### [What to do]
Each of the entries should be retyped precisely as it appears.

Entries taken from a collection
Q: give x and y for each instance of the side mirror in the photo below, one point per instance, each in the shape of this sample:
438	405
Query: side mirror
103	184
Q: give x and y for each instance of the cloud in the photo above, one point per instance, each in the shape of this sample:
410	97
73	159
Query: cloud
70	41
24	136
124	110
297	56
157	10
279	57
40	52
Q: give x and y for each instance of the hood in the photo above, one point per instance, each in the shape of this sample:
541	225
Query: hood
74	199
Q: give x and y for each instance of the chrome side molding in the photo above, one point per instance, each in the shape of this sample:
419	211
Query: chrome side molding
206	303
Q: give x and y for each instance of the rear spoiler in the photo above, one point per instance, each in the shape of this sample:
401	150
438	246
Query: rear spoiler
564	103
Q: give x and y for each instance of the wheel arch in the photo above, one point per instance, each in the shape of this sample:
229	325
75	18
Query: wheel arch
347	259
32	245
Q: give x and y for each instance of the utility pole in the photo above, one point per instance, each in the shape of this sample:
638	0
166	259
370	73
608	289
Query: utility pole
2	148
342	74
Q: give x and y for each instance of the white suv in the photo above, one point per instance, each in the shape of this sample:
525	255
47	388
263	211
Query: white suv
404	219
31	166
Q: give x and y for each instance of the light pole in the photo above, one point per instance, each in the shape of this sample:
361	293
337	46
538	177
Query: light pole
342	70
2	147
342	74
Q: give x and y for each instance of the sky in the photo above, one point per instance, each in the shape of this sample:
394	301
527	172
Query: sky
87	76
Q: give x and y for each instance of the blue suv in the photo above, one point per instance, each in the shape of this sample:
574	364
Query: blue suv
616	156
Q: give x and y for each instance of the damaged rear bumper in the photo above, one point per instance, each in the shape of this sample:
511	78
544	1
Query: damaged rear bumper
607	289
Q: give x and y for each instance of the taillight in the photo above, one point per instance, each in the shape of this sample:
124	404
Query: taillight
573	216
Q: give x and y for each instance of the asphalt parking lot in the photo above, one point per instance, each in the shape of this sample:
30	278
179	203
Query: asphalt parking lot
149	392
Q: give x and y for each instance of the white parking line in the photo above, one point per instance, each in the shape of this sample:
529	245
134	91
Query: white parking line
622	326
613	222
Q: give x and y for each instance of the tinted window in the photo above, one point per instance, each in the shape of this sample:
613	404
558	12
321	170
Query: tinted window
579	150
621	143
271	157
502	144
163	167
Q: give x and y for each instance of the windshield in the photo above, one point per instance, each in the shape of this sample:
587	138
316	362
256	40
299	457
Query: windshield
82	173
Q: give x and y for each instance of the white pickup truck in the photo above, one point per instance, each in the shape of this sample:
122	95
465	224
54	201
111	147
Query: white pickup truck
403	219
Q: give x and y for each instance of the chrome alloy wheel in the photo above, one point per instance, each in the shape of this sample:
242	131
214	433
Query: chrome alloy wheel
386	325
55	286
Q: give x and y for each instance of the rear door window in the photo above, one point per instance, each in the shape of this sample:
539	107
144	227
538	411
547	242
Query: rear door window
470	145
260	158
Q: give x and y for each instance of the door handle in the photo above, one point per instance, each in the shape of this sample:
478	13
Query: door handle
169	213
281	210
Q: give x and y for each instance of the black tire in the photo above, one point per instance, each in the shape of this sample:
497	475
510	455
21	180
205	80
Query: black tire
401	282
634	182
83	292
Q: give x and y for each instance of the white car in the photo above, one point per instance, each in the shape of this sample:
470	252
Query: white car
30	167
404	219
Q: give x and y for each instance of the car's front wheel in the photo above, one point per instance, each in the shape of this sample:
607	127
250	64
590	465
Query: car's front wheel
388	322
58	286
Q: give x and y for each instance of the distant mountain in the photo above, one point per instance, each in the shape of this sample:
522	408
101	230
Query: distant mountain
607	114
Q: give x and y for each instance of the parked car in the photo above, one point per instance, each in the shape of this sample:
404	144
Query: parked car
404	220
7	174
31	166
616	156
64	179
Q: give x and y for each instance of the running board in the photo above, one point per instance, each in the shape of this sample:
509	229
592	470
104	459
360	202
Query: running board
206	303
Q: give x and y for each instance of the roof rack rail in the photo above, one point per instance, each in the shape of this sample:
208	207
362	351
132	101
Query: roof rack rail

### [Result of this exercise]
Q: give x and y for each instance of the side mirror in the photo below, one point per instance, each in the shape of this sample:
438	405
Query: side mirror
103	184
Q: give x and y for each instance of the cloud in the photo above, one point per instance, each in the shape of this sample:
410	97
73	159
Query: cloud
70	41
24	136
124	110
297	56
157	10
279	57
40	52
Q: give x and y for each instance of the hood in the photo above, one point per instance, each in the shape of this sample:
541	225
Query: hood
74	199
Q: give x and y for each instance of the chrome side molding in the photo above, one point per instance, each in the shape of this sample:
419	211
Query: chrome side molding
206	303
Q: give x and y for each instance of the rear spoiler in the photo above, one point per instance, each in the shape of this sample:
401	150
438	246
Query: rear spoiler
564	103
Q: give x and y for each instance of the wheel arch in the photo above, one point per instance, each in the shape of this sample:
229	325
75	18
Query: wheel arch
347	259
32	245
Q: give x and y for each instance of the utility pole in the photo above, one point per instance, each in the shape of this sample:
638	0
166	259
370	73
608	289
Query: utility pole
2	148
342	74
Q: give x and y for each instance of the white suv in the photo above, one point per instance, each in the shape of this sample:
525	255
47	388
263	211
Query: white suv
404	219
31	166
Q: give x and y for each instance of the light pole in the photo above, one point per instance, each in the shape of this sample:
361	293
337	46
538	177
Query: light pole
342	70
2	147
342	74
Q: give x and y for each instance of the sky in the photo above, one point per instance, each in the shape of this sample:
394	301
527	172
Query: sky
87	76
Q: give x and y for each instance of the blue suv in the photo above, one point per instance, each in the shape of this sample:
574	364
Query: blue suv
616	156
Q: give x and y for each instance of the damaged rear bumper in the photo above, one point per instance, each in the shape of this sample:
511	78
544	1
Query: damaged rear bumper
607	289
Q: give x and y for each instance of the taillight in the photo above, one point per instance, each in the shape of this sample:
124	404
Query: taillight
573	216
Q: give x and y for each instance of the asphalt parking lot in the photo above, one point per instance, each in the shape of this sample:
30	278
179	203
Query: asphalt parking lot
149	392
Q: give x and y for each instance of the white parking line in the photo above, one point per instance, each in the shape of this sample:
529	245
134	91
Query: white parking line
622	326
613	222
Q: give x and y for each instance of the tinted window in the photo above, one point per instance, each in the shape of this sample:
613	404
558	12
321	170
Query: tinted window
579	150
621	143
271	157
502	144
163	167
Q: give x and y for each instance of the windshield in the photo above, one point per instance, each in the shape of this sample:
587	138
316	362
256	40
299	457
Query: windshield
82	173
Q: give x and y for each instance of the white pickup truck in the photo above, one point per instance, each in the shape of this sample:
122	95
465	224
54	201
111	147
Query: white pickup truck
403	219
Q: give x and y for each instance of the chrome alloy wheel in the photo above, one point per instance, each in the shape of this sample:
242	131
214	433
Query: chrome alloy wheel
386	325
55	286
Q: give x and y for each instance of the rear door window in the photo above, one point per instance, each in the shape of this sample:
539	107
144	227
538	411
547	242
Query: rear door window
470	145
260	158
Q: give x and y for each instance of the door handle in the photo above, one point per instance, each in the shape of this sample:
478	13
Query: door handle
169	213
281	210
Q: give x and y for each instance of the black tire in the photo above, one point per instance, each in the shape of this sample:
497	475
510	455
21	180
205	80
Query: black tire
401	282
634	182
83	292
Q: give x and y for each instance of the white car in the photo above, one point per instance, each in the shape of this sample:
470	252
Query: white car
30	167
404	219
Q: give x and y for each instance of the car's front wheel in the photo above, one point per instance, each in the shape of this sample:
607	127
250	64
590	465
Query: car's front wheel
388	322
58	286
Q: give x and y for each instance of the distant mountain in the photo above, one point per instance, each in the shape of this sample:
522	408
101	230
Query: distant mountain
607	114
Q: give x and y for each instance of the parked car in the photo above, one point per instance, each in the shape of this sample:
404	144
Query: parked car
404	220
7	174
31	166
616	156
64	179
Q: give x and y for each instance of the running board in the photo above, one point per instance, each in the shape of this sample:
509	229
592	470
104	459
360	202
Query: running board
206	303
Q: give x and y for each instance of the roof rack rail in the photo above, one point per instance, each in the shape of this sample:
208	207
362	351
132	101
Query: roof rack rail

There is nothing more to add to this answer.